--- START ---
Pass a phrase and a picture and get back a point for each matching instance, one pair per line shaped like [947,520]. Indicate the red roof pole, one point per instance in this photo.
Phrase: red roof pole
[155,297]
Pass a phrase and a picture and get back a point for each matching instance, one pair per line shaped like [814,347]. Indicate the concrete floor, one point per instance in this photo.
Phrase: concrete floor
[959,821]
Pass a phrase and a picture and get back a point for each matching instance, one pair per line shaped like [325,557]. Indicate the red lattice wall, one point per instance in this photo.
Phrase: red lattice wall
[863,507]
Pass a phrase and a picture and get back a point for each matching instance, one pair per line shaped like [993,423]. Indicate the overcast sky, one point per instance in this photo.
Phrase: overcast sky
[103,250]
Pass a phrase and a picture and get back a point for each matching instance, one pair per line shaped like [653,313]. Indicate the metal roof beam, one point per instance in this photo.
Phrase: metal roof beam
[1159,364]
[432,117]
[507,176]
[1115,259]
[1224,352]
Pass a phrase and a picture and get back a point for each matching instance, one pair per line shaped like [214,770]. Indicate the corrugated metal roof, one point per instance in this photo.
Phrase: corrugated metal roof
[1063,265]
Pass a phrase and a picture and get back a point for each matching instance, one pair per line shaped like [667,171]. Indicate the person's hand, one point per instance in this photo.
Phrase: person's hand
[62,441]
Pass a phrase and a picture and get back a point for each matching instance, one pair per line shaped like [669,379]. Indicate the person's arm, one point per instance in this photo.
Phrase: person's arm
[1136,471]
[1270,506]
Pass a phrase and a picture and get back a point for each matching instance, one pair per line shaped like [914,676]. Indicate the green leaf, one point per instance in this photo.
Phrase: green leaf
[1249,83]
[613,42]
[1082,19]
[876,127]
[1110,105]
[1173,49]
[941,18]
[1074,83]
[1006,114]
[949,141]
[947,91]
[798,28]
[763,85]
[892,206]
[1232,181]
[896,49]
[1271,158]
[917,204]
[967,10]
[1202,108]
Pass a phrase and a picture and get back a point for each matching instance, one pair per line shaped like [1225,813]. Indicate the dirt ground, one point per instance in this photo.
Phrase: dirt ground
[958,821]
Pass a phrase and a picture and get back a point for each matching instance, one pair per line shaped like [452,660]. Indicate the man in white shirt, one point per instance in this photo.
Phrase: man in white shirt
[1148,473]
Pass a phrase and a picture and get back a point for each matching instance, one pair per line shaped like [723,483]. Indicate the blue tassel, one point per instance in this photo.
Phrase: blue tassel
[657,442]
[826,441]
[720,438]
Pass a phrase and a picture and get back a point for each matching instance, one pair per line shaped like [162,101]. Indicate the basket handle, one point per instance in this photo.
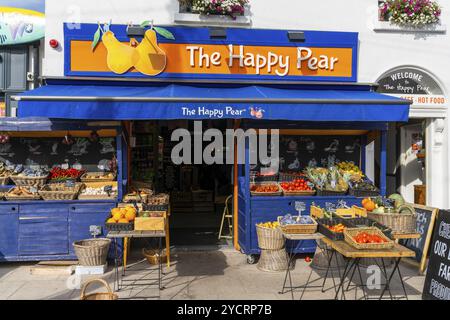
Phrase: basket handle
[105,284]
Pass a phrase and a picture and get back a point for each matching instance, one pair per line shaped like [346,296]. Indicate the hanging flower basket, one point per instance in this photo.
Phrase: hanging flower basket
[232,8]
[410,13]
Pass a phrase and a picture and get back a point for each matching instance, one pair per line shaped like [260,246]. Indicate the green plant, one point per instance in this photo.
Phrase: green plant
[410,12]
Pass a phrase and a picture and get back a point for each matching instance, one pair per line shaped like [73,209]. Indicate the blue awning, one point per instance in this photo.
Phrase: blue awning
[169,101]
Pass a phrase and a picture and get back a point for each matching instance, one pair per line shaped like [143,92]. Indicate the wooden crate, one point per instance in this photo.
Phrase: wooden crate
[149,224]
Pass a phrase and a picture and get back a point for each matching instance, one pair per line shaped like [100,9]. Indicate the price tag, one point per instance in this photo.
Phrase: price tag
[300,207]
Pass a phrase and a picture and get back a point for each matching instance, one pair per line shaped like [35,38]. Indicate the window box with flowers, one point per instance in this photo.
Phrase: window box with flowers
[409,15]
[213,12]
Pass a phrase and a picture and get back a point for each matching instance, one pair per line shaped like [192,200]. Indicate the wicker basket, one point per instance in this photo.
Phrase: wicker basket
[12,197]
[4,180]
[92,252]
[398,222]
[298,193]
[349,233]
[59,191]
[152,256]
[273,261]
[110,295]
[257,194]
[102,177]
[20,180]
[299,228]
[269,238]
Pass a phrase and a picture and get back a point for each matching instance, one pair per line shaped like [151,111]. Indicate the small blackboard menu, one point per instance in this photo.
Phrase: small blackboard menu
[424,226]
[437,280]
[51,151]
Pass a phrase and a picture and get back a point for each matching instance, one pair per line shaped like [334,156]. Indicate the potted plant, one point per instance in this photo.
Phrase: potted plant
[414,13]
[232,8]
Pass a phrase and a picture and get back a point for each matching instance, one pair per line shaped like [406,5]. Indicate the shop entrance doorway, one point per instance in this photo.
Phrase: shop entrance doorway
[197,191]
[406,160]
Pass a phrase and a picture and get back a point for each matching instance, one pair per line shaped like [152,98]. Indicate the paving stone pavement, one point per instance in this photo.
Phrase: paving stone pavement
[222,274]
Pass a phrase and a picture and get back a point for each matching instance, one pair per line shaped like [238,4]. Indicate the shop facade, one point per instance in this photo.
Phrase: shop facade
[303,82]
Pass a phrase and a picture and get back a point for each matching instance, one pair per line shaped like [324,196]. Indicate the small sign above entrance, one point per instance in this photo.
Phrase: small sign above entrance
[412,84]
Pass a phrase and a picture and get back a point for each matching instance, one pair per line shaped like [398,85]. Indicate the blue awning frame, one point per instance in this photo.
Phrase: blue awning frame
[197,101]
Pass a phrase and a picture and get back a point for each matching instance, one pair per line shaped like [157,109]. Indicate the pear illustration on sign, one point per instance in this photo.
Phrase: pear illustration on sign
[146,57]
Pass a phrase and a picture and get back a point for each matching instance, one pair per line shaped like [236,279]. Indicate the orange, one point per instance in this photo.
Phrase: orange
[111,220]
[118,216]
[130,216]
[115,210]
[369,205]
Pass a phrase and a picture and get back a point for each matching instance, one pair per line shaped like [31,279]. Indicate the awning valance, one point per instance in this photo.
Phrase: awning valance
[164,101]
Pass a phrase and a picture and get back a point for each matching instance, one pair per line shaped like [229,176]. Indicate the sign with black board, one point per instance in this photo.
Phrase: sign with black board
[424,226]
[437,280]
[51,151]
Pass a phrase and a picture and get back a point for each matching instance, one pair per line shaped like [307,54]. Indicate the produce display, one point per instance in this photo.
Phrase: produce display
[122,215]
[350,168]
[297,185]
[393,204]
[265,188]
[290,220]
[328,179]
[338,228]
[159,199]
[20,171]
[364,237]
[57,173]
[269,225]
[100,192]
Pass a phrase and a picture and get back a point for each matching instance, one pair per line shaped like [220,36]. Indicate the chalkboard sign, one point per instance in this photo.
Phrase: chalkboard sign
[424,226]
[437,280]
[49,152]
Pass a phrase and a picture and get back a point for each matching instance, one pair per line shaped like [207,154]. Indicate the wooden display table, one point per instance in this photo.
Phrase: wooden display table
[353,256]
[115,235]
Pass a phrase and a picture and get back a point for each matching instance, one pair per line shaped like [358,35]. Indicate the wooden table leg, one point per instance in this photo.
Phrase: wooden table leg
[168,242]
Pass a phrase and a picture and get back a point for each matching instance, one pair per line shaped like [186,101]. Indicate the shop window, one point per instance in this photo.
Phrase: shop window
[193,12]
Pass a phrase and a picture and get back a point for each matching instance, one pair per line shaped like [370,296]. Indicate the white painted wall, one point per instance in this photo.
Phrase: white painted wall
[378,52]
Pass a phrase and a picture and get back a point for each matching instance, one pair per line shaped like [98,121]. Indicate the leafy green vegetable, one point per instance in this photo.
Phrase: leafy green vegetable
[96,39]
[164,33]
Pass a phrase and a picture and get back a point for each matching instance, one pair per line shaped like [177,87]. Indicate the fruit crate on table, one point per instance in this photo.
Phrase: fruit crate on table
[279,192]
[367,222]
[119,226]
[350,233]
[298,228]
[330,193]
[336,236]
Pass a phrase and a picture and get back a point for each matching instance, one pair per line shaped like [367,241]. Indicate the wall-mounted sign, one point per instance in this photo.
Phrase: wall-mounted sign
[191,53]
[412,84]
[19,26]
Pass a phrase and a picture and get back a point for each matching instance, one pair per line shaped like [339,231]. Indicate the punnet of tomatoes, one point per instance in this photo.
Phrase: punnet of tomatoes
[57,173]
[364,237]
[265,188]
[297,185]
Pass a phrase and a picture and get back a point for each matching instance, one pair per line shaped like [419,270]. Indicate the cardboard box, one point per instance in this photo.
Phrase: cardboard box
[149,224]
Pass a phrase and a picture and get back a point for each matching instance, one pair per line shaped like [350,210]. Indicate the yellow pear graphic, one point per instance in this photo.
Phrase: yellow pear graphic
[121,57]
[152,60]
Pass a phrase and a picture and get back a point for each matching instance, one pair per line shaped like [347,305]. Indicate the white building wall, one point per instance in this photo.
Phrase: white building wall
[378,51]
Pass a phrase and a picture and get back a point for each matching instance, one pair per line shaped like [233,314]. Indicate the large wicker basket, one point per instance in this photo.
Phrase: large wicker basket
[299,228]
[398,222]
[21,180]
[110,295]
[269,238]
[349,233]
[92,252]
[59,191]
[273,261]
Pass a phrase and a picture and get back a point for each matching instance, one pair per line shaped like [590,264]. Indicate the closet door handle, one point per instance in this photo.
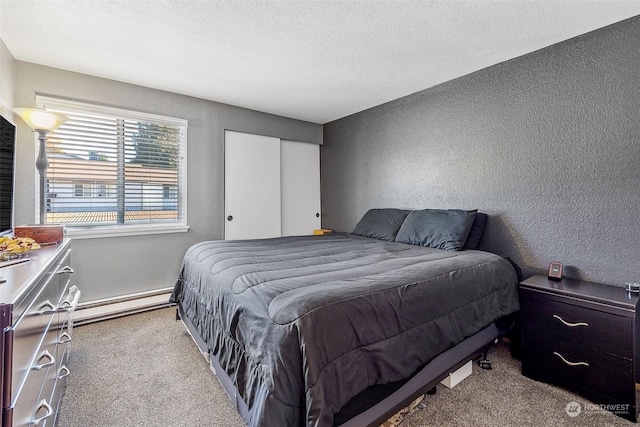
--- END ---
What to work on: What is needed is a verbatim copy of every line in the records above from the one containing "Phrase: potted plant" down to the one containing "pavement, one point per instance in this photo.", both included, and nothing more.

Task answer:
Phrase: potted plant
[414,13]
[232,8]
Pass a phrase and a picture and get back a point for each matching instance, one pair per line shaped like [406,5]. Indicate the shop entrance doorway, one point per instance in this photo.
Phrase: shop entrance doorway
[197,191]
[406,160]
Pass a phrase and a picture and get back a point for each matching instance, one pair per line shaped like [152,98]. Indicate the paving stone pavement, one point per instance in this photo.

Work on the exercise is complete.